Saya sendiri memilih untuk stay di salah satu kos-kosan yang berada di Kampung Bali karena pertimbangan jarak tempat kerja yang bisa ditempuh dengan berjalan kaki, itu pun juga karena saya hanya mempunyai beberapa jam saja untuk mencari tempat kos sebelum terbang kembali ke Semarang. Dari beberapa kost yang ada disekitar Kampung Bali, saya rasa inilah tempat yang cukup baik dari beberapa pilihan yang ada, dengan pertimbangan harga yang agak ramah untuk pekerja newbie di salah satu perusahaan media yang mana gajinya pun bisa dikatakan tidak lebih dari cukup, kebanyakan orang bilang cuma mampir di kantong.
┄┄┄┄┄┄┄┄┄┄┄┄┄┄┄┄┄┄┄┄
PETUNJUK TUGAS:
1. Sebutkan semua alasan yang dikemukakan dalam teks bacaan tentang kos di Kampung Bali untuk memilih tempat kos tersebut.
2. Teruskan teks bacaan tentang tempat kos di Kampung Bali dengan beberapa kalimat lanjutan yang dimulai setelah kalimat terakhirnya.

BAHAN SUMBER:
┄┄┄┄┄┄┄┄┄┄┄┄┄┄┄┄┄┄┄┄
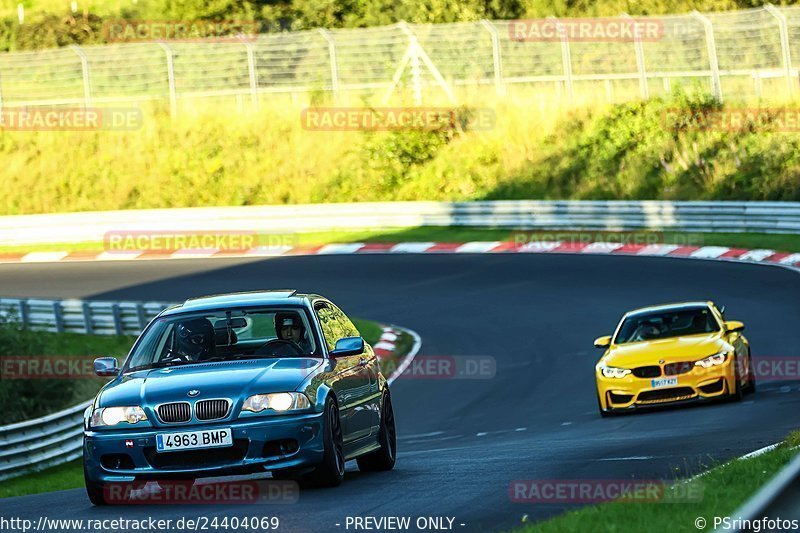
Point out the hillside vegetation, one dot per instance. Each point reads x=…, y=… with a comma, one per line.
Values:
┄┄┄┄┄┄┄┄┄┄┄┄┄┄┄┄┄┄┄┄
JAWABAN TIAP TUGAS:
1.
1. Jarak ke tempat kerja bisa ditempuh dengan berjalan kaki.
2. Penulis hanya mempunyai beberapa jam untuk mencari tempat kos sebelum terbang kembali ke Semarang.
3. Harganya agak ramah untuk pekerja newbie yang gajinya tidak lebih dari cukup.

2.
Satu Mei itu, hari pertama berada disini, setelah perjalanan semalam dari Semarang bersama dengan “Karjo” milik Wanti yang kini kabarnya sudah dijual karena sudah jarang dipakai oleh si empunya yang sekarang sedang “sekolah” di BDP RCTI. Eh sepertinya akhir-akhir ini dia sedang sibuk menangani suatu program acara yang dikenal dengan penonton bayaran lalalala yeyeyeye... Saya pun baru mulai masuk kerja per 3 Mei 2012, jadi masih ada 2 hari untuk beristirahat sekaligus beradaptasi tanpa melakukan autonomi ataupun mimikri dengan keadaan sekarang. Siang di awal bulan Mei itu saya sempatkan untuk just looking around di seputaran Sarinah, May Day May Day!!! Saya baru ingat jika tanggal 1 Mei merupakan peringatan hari buruh. Jalanan di MH Thamrin penuh dengan lautan buruh, entah mereka sudah berjalan kaki jauh dari mana untuk menuju kearah Monas-Istana Negara.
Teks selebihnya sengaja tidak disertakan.